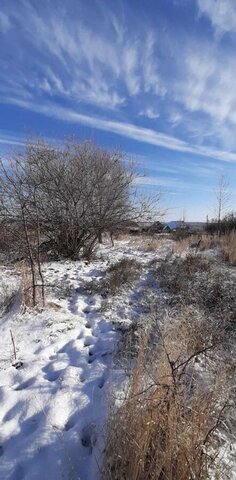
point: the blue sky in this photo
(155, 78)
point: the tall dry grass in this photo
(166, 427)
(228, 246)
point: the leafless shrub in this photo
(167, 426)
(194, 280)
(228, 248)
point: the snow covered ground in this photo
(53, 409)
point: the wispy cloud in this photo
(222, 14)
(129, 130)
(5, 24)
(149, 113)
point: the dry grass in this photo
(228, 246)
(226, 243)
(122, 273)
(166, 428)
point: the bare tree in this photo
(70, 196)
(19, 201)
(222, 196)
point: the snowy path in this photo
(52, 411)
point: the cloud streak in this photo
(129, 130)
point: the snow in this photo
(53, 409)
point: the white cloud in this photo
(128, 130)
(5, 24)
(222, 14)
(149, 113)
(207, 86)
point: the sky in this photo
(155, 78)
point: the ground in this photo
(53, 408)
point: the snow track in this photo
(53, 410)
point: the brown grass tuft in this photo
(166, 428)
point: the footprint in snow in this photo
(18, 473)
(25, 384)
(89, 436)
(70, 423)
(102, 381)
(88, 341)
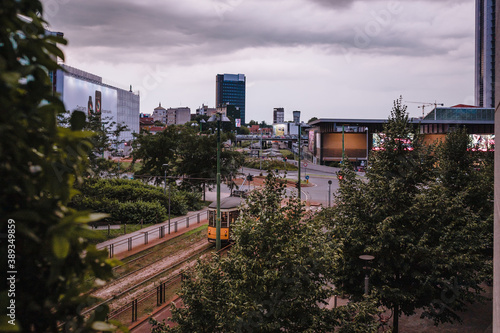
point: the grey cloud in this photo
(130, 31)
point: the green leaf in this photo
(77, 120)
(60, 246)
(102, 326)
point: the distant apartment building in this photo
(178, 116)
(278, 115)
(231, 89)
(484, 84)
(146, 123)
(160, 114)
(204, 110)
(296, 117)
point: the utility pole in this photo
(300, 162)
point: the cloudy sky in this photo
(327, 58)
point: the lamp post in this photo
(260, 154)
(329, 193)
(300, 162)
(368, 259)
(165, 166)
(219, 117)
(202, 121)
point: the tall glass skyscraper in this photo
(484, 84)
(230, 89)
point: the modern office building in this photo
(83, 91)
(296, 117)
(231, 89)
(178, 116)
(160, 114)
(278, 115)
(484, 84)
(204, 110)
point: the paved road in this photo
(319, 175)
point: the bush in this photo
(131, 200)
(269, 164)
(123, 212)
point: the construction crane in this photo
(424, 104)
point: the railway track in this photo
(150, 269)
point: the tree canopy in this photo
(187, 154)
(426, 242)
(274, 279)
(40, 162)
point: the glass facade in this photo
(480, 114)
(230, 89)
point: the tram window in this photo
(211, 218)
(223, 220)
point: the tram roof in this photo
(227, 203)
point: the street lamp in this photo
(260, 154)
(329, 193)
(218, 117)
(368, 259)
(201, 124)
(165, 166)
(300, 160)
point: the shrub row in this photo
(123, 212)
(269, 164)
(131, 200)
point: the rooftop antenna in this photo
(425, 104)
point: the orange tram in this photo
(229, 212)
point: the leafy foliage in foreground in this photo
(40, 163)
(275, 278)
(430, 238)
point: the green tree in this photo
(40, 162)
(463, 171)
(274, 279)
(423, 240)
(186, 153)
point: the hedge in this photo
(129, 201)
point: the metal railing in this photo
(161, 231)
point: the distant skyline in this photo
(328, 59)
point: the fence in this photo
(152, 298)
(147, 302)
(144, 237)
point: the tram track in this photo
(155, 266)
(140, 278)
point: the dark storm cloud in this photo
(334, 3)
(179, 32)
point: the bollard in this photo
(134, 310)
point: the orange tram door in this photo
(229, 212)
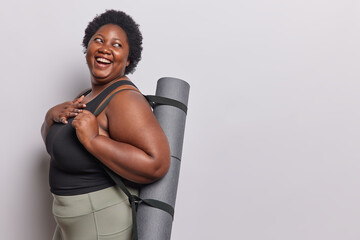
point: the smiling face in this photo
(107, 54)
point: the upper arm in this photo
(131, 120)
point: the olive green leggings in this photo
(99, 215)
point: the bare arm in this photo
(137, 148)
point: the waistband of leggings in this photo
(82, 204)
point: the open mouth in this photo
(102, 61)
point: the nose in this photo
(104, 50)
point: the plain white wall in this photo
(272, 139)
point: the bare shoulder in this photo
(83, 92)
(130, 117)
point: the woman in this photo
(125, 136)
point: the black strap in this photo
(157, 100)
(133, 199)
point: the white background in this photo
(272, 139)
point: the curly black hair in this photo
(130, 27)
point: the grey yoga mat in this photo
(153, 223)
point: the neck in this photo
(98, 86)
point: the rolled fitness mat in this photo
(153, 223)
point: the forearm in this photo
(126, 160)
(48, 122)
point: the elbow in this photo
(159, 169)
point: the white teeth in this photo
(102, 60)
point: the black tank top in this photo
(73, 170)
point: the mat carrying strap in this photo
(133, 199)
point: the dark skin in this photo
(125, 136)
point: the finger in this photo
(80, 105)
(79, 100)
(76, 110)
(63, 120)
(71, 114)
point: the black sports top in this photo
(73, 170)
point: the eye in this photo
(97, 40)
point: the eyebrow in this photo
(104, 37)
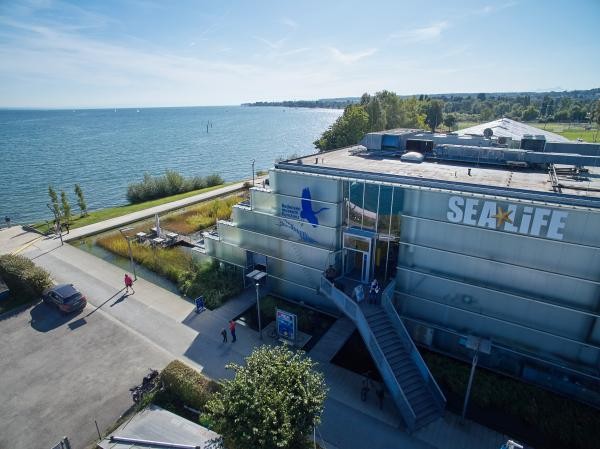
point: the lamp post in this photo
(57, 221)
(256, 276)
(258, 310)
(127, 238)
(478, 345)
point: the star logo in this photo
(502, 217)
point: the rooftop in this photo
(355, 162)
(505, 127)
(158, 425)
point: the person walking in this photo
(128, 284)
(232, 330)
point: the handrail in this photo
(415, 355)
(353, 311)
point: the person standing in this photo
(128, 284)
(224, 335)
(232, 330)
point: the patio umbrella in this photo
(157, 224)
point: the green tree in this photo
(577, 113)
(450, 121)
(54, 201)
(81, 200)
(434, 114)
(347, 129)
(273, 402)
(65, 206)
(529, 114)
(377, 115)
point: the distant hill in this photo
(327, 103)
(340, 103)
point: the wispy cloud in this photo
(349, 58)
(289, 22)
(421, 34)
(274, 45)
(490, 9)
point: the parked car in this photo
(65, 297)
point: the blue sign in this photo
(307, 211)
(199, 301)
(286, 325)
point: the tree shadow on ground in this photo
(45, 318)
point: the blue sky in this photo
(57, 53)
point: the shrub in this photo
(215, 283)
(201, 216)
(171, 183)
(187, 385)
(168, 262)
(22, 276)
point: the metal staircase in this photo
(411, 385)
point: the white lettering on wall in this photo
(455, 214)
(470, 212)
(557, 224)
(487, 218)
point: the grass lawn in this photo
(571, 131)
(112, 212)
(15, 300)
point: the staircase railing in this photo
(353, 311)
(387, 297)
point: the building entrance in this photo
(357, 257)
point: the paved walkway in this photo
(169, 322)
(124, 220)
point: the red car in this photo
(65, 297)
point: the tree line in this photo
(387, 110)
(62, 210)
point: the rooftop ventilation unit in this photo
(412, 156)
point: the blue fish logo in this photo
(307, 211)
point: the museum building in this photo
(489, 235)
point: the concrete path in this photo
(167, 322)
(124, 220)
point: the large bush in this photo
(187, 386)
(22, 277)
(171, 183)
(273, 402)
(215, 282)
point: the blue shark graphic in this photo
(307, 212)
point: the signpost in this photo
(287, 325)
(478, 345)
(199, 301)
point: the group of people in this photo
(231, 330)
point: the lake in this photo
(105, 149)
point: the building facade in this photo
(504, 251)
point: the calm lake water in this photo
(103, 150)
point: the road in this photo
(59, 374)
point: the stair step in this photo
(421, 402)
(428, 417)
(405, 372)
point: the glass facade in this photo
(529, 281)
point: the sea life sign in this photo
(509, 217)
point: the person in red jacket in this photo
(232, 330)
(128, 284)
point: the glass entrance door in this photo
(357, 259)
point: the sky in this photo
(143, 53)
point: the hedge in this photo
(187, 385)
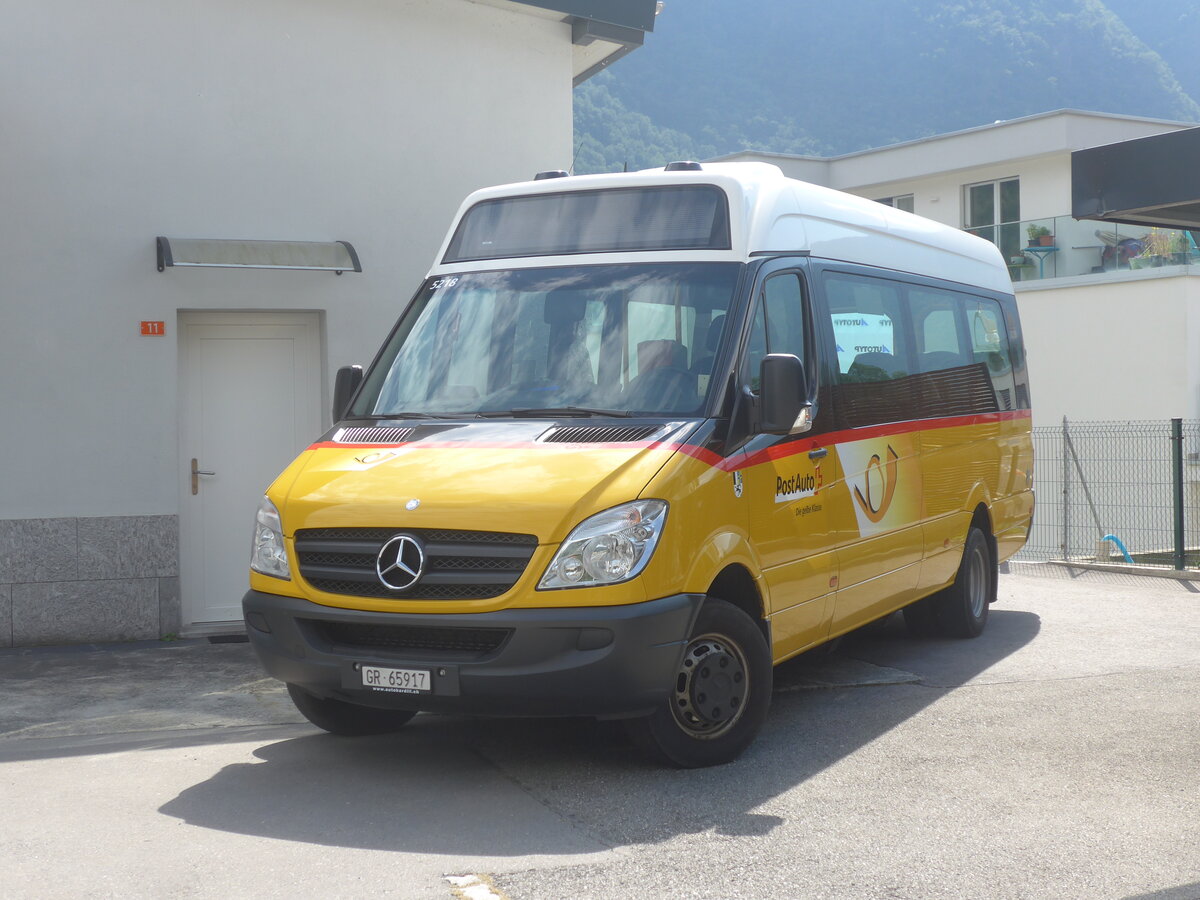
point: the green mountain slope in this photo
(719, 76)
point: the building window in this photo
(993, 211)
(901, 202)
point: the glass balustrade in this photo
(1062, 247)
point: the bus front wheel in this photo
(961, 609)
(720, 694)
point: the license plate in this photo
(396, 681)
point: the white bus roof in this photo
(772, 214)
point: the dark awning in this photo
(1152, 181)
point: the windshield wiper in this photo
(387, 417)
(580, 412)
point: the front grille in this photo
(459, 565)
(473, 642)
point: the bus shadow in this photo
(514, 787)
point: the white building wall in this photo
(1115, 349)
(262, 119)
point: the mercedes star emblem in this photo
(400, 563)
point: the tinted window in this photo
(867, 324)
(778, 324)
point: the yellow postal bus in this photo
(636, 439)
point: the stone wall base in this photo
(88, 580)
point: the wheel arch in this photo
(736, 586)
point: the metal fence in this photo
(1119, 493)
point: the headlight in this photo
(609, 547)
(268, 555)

※

— REQUIRED ACTION —
Quote every record above exactly, omitting any pictures they contain.

— EXPECTED OUTPUT —
point: the blue sky in this photo
(155, 78)
point: the tall dry grass in this photo
(166, 427)
(228, 246)
point: the leafless shrub in this photo
(167, 426)
(194, 280)
(228, 248)
point: the snow covered ground in this photo
(53, 409)
point: the wispy cloud in this photo
(222, 14)
(129, 130)
(5, 24)
(149, 113)
point: the dry grass in this photo
(228, 246)
(226, 243)
(122, 273)
(166, 428)
point: the bare tree in this photo
(70, 196)
(19, 201)
(222, 196)
point: the snowy path in this photo
(52, 411)
point: the cloud streak in this photo
(129, 130)
point: the snow in this photo
(53, 409)
point: the white cloud in this photo
(128, 130)
(5, 24)
(222, 14)
(149, 113)
(207, 86)
point: the sky in this photo
(155, 78)
point: the ground in this photo
(53, 408)
point: the snow track in this photo
(53, 410)
point: the brown grass tuft in this photo
(166, 428)
point: the footprint in snow in this photo
(18, 473)
(25, 384)
(89, 436)
(70, 423)
(102, 381)
(88, 341)
point: the grey cloud in this photo
(130, 31)
point: the green leaf in this photo
(77, 120)
(60, 246)
(102, 326)
point: the distant apartment building in this photo
(178, 116)
(278, 115)
(231, 89)
(484, 84)
(146, 123)
(160, 114)
(204, 110)
(296, 117)
point: the utility pole in this photo
(300, 162)
point: the cloudy sky in this photo
(327, 58)
point: the lamp post in this photo
(260, 154)
(329, 193)
(300, 162)
(368, 259)
(165, 166)
(219, 117)
(202, 121)
point: the tall glass skyscraper in this photo
(484, 84)
(230, 89)
point: the modern office building in this photo
(83, 91)
(296, 117)
(231, 89)
(178, 116)
(160, 114)
(278, 115)
(484, 84)
(204, 110)
point: the paved road in this photo
(319, 175)
point: the bush in this photo
(131, 200)
(269, 164)
(123, 212)
point: the construction crane in this photo
(424, 104)
point: the railway track in this photo
(150, 269)
point: the tree canopy in this photo
(187, 154)
(426, 242)
(274, 279)
(40, 162)
point: the glass facade in this photo
(480, 114)
(230, 89)
point: the tram window in this photo
(211, 218)
(223, 220)
point: the tram roof in this photo
(227, 203)
point: the street lamp in this photo
(260, 154)
(329, 193)
(218, 117)
(368, 259)
(201, 124)
(165, 166)
(300, 160)
point: the shrub row in this photo
(123, 212)
(269, 164)
(131, 200)
point: the rooftop antenna in this photo
(425, 104)
point: the orange tram in this photo
(229, 212)
point: the leafy foliage in foreground in this photo
(40, 163)
(275, 278)
(430, 238)
point: the green tree in this photo
(40, 162)
(463, 171)
(274, 279)
(423, 240)
(186, 153)
point: the hedge in this photo
(129, 201)
point: the metal railing in this photo
(161, 231)
point: the distant skyline in this photo
(328, 59)
point: the fence in this photo
(152, 298)
(147, 302)
(144, 237)
point: the tram track in this photo
(155, 266)
(140, 278)
point: the dark storm cloud in this photo
(334, 3)
(179, 32)
point: the bollard in this photo
(134, 310)
point: the orange tram door in this photo
(229, 212)
point: the smiling face in this photo
(107, 54)
point: the upper arm in this photo
(131, 120)
point: the olive green leggings in this photo
(99, 215)
point: the bare arm in this photo
(137, 148)
point: the waistband of leggings in this photo
(82, 204)
point: the open mouth in this photo
(102, 61)
point: the nose in this photo
(104, 50)
point: the plain white wall in this photo
(272, 139)
point: the bare shoulder in this photo
(83, 92)
(130, 117)
point: the woman in this photo
(125, 136)
point: the black strap in this photo
(157, 100)
(133, 199)
point: the white background in this photo
(272, 139)
point: the curly black hair in this photo
(130, 27)
point: the grey yoga mat in this photo
(153, 223)
point: the neck in this photo
(98, 86)
point: the rolled fitness mat in this photo
(153, 223)
point: the forearm in this photo
(126, 160)
(48, 122)
point: the elbow in this photo
(159, 169)
point: the white teeth in this photo
(102, 60)
point: the black tank top in this photo
(73, 170)
point: the mat carrying strap in this photo
(133, 199)
point: the dark skin in this photo
(125, 136)
point: the finger in this photo
(80, 105)
(79, 100)
(76, 110)
(63, 120)
(71, 114)
point: the black sports top in this photo
(73, 170)
point: the eye in this photo
(97, 40)
point: the eyebrow in this photo
(104, 37)
point: the lamp post in this photo
(57, 221)
(256, 276)
(258, 310)
(127, 238)
(478, 345)
point: the star logo in this photo
(502, 217)
point: the rooftop in this photo
(355, 162)
(505, 127)
(158, 425)
point: the person walking in this photo
(128, 284)
(232, 330)
point: the handrail in this photo
(415, 355)
(353, 311)
point: the person standing in this photo
(128, 284)
(224, 335)
(232, 330)
point: the patio umbrella in this photo
(157, 224)
point: the green tree in this photo
(577, 113)
(450, 121)
(54, 201)
(81, 200)
(434, 114)
(347, 129)
(273, 402)
(65, 206)
(529, 114)
(377, 115)
point: the distant hill in this photo
(327, 103)
(340, 103)
point: the wispy cloud in this photo
(349, 58)
(289, 22)
(421, 34)
(274, 45)
(490, 9)
point: the parked car in this photo
(65, 297)
point: the blue sign in this photo
(307, 211)
(199, 301)
(286, 325)
point: the tree shadow on ground in this photo
(45, 318)
point: the blue sky in this photo
(57, 53)
point: the shrub in this photo
(215, 283)
(201, 216)
(171, 183)
(187, 385)
(168, 262)
(22, 276)
point: the metal staircase in this photo
(411, 385)
point: the white lettering on wall in this photo
(455, 214)
(470, 212)
(557, 224)
(487, 218)
point: the grass lawn in this photo
(571, 131)
(112, 212)
(15, 300)
point: the staircase railing in this photo
(353, 311)
(387, 297)
point: the building entrance in this photo
(357, 257)
point: the paved walkway in this photo
(169, 322)
(124, 220)
point: the red car in this photo
(65, 297)
point: the tree line in this photo
(387, 110)
(62, 210)
point: the rooftop ventilation unit in this photo
(412, 156)
point: the blue fish logo in this photo
(307, 211)
point: the museum building in this photo
(489, 235)
point: the concrete path in this photo
(167, 322)
(124, 220)
point: the large bush in this photo
(187, 386)
(22, 277)
(171, 183)
(273, 402)
(215, 282)
point: the blue shark graphic in this photo
(307, 212)
point: the signpost in this photo
(287, 325)
(478, 345)
(199, 301)
point: the group of people in this photo
(231, 330)
point: the lake in this photo
(105, 149)
point: the building facade in this photo
(504, 251)
point: the calm lake water in this photo
(103, 150)
point: the road in this photo
(59, 374)
point: the stair step in this photo
(421, 402)
(428, 417)
(405, 372)
point: the glass facade in this photo
(529, 281)
point: the sea life sign in this photo
(509, 217)
point: the person in red jacket in this photo
(232, 330)
(128, 284)
point: the glass entrance door in this photo
(357, 259)
point: the sky in this photo
(143, 53)
point: the hedge in this photo
(187, 385)
point: the green mountain slope in this photo
(719, 76)
point: the building window in this photo
(993, 211)
(901, 202)
point: the glass balustrade in this photo
(1062, 247)
point: the bus front wheel in this photo
(961, 609)
(720, 694)
point: the license plate in this photo
(396, 681)
point: the white bus roof in this photo
(772, 214)
point: the dark awning in this photo
(1152, 181)
point: the windshield wiper in this photo
(387, 417)
(580, 412)
point: the front grille in this photo
(459, 565)
(473, 642)
point: the bus shadow in this photo
(514, 787)
point: the white building wall in this photo
(1115, 349)
(262, 119)
point: the mercedes star emblem in this photo
(400, 563)
point: the tinted window in this photo
(867, 324)
(778, 324)
point: the yellow postal bus in this photo
(636, 439)
point: the stone wall base in this photo
(88, 580)
point: the wheel arch in this photo
(736, 586)
point: the metal fence in this photo
(1119, 493)
point: the headlight in this photo
(609, 547)
(268, 555)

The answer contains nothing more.